TASK DESCRIPTION ▸ Give back exactly the lines that run from the line containing "water shown above." through the end of the listing below. Leave out every other line.

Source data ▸
*****
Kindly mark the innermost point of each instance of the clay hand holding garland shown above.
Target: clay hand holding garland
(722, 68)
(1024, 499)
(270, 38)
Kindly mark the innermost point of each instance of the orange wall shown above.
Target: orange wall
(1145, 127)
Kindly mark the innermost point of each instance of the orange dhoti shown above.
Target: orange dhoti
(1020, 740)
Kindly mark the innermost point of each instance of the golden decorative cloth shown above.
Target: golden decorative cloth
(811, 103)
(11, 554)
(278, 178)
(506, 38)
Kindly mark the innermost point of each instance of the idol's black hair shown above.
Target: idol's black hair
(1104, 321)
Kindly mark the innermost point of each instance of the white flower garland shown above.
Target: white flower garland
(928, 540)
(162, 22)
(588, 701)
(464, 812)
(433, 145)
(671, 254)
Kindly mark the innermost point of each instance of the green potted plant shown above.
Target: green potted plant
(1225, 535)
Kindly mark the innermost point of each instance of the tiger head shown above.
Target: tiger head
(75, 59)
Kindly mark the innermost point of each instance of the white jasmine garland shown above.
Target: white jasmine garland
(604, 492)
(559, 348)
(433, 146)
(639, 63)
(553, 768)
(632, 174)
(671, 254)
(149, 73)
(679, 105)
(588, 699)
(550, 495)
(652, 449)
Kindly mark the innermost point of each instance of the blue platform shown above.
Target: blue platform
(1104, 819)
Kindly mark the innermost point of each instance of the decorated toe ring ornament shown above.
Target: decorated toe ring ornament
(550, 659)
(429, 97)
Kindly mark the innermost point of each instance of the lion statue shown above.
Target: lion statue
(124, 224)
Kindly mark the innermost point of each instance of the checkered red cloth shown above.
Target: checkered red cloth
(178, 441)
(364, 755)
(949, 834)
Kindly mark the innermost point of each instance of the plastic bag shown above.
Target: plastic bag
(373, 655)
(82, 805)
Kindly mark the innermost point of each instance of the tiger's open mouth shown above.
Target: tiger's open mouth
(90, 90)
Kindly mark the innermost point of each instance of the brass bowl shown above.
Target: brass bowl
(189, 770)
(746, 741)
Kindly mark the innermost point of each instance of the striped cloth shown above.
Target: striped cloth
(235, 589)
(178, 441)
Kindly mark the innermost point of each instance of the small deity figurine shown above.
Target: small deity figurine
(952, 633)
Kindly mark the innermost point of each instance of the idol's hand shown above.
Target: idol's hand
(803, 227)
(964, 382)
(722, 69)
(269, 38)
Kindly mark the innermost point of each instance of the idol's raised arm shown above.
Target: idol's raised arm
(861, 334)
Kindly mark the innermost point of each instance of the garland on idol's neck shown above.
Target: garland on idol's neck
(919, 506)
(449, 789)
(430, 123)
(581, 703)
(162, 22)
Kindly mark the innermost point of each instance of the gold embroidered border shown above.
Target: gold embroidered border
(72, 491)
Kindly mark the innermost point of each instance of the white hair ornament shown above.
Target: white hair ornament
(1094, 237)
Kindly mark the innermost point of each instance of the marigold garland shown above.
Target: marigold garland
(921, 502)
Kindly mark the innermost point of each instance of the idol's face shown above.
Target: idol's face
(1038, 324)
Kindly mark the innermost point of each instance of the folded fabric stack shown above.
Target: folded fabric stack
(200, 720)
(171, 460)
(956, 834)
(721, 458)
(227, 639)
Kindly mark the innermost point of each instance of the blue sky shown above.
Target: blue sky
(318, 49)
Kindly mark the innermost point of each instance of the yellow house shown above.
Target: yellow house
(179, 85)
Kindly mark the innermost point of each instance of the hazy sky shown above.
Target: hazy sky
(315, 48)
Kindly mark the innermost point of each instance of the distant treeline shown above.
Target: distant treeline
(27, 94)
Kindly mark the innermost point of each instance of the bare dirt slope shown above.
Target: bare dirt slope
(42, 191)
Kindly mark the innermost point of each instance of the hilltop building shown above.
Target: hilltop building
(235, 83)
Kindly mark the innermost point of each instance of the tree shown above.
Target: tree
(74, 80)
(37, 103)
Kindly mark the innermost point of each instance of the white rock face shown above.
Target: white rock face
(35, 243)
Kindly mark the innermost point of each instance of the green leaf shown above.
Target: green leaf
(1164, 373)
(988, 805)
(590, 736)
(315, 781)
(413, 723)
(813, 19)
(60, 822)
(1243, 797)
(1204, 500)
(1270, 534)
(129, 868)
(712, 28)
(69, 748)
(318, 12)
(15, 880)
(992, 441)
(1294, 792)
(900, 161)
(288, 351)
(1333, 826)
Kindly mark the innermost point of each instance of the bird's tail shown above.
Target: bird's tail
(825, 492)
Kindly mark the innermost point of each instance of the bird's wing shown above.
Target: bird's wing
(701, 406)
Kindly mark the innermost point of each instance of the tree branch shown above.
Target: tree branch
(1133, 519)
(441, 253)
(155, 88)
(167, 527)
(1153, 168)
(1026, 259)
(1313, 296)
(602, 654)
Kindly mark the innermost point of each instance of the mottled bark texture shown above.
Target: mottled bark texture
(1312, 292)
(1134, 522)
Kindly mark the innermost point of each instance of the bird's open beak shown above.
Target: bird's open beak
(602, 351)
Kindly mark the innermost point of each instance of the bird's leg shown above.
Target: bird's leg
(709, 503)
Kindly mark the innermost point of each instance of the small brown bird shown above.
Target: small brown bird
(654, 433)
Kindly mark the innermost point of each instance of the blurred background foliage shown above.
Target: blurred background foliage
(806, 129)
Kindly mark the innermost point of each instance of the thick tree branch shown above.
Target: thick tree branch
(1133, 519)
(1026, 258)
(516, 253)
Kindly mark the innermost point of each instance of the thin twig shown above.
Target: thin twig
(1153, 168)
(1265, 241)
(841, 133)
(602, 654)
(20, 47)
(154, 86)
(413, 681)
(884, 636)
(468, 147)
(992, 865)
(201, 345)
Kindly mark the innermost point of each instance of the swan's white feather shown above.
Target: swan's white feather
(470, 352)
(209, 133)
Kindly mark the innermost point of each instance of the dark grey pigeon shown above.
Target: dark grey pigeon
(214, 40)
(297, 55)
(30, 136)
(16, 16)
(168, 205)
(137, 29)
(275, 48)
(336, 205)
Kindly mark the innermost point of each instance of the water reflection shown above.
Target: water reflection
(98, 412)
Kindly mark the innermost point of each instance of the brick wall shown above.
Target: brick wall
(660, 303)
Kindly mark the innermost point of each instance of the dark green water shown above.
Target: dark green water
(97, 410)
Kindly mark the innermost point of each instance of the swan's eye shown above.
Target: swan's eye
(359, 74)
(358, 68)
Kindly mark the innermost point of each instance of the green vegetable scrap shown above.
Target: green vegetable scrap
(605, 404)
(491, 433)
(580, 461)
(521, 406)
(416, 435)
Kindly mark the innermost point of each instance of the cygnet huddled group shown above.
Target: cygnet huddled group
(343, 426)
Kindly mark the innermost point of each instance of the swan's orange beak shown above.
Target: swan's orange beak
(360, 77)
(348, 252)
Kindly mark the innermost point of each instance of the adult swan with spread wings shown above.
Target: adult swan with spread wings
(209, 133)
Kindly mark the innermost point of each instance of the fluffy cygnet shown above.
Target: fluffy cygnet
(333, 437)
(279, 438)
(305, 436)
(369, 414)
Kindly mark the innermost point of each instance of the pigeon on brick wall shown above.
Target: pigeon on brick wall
*****
SOLUTION FOR THIS PROBLEM ▸
Kindly mark the innermost point of each instance of the dark green water shown above.
Target: dark green water
(97, 410)
Kindly mark the innermost point of each instance of the swan's eye shown above.
Target: swan's eye
(359, 74)
(358, 68)
Kindly mark the innermost point of each instance of the green vegetable scrap shown above.
Target: green vegetable scrap
(605, 404)
(491, 433)
(580, 461)
(521, 406)
(416, 435)
Kindly mark the innermost point of each instance of the cygnet huddled group shown above.
Target: cygnet huddled group
(343, 426)
Kindly mark the innermost point of each instance of the swan's orange beak shown above.
Target: swan's orange beak
(360, 77)
(348, 252)
Kindly mark the innermost point of each instance of the adult swan with spread wings shown above.
Target: adult swan with spread wings
(209, 133)
Kindly mark the innermost point of each instance of the fluffy cygnet shown above.
Target: fluffy cygnet
(333, 437)
(279, 438)
(305, 436)
(369, 414)
Kindly mark the innermost point of each instance of the pigeon on brick wall shown above.
Target: pigeon on brick wall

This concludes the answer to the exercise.